DATA FOR PROCESSING »
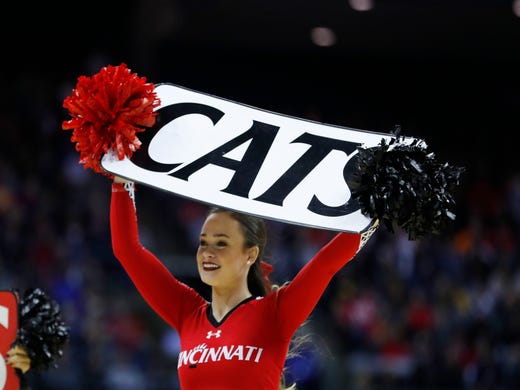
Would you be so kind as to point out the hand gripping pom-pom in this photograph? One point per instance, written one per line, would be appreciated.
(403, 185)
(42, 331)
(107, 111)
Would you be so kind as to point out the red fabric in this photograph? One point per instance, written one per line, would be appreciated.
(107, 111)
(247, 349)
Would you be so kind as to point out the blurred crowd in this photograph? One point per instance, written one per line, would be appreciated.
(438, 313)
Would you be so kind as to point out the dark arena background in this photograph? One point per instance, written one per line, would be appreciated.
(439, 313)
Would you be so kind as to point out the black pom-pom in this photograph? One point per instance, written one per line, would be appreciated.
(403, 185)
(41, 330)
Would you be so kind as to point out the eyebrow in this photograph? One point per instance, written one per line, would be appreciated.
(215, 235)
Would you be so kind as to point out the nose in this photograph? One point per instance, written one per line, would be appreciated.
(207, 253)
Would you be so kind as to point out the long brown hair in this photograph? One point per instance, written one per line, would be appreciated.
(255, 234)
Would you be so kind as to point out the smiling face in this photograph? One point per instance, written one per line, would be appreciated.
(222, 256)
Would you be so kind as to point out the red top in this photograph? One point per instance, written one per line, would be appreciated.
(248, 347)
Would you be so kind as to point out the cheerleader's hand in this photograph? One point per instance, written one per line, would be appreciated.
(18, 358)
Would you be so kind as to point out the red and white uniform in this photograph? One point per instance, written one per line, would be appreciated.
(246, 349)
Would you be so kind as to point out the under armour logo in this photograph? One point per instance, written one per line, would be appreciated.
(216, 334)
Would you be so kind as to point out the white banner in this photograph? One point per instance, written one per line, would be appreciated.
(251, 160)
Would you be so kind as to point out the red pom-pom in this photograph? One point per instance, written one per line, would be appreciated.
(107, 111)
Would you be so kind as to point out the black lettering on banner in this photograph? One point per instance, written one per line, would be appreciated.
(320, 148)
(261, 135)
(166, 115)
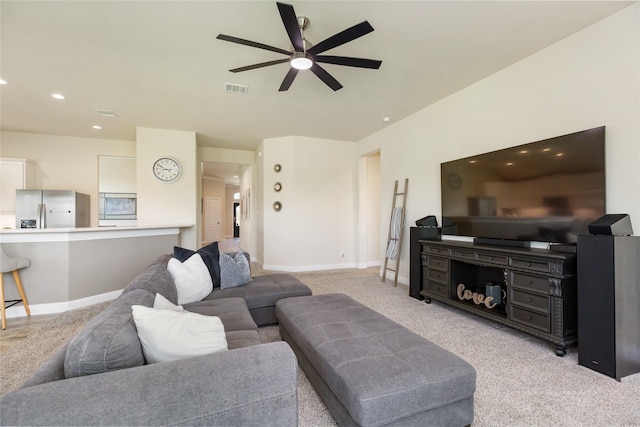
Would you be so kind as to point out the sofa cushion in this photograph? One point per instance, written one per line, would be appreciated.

--

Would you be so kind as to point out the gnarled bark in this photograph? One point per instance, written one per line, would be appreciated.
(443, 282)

...

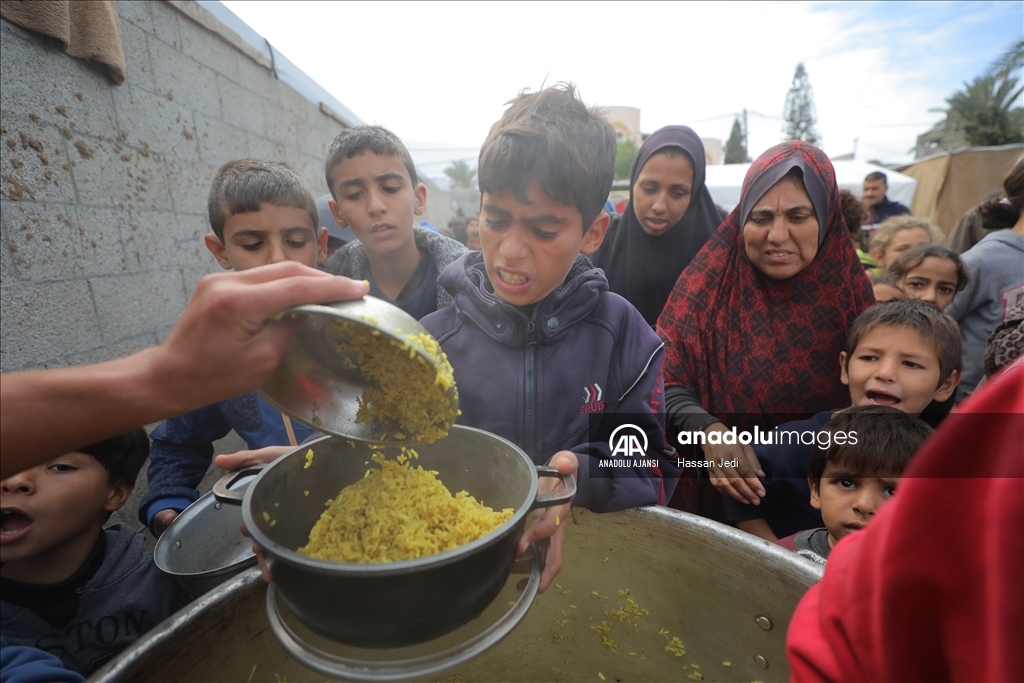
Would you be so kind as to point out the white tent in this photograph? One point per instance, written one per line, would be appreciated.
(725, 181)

WRITTEN REQUEST »
Pick out each line of the material that contains the word "black" and copy it. Match case exactly.

RESULT OF THE EXERCISE »
Would you be so kind as to point out the black pom-pom in this photograph? One point per instance, written one per line, would be appreciated.
Would you be so kind as to point out the black lettering on banner in this photograph? One point per instance, written one per line, would be appreciated.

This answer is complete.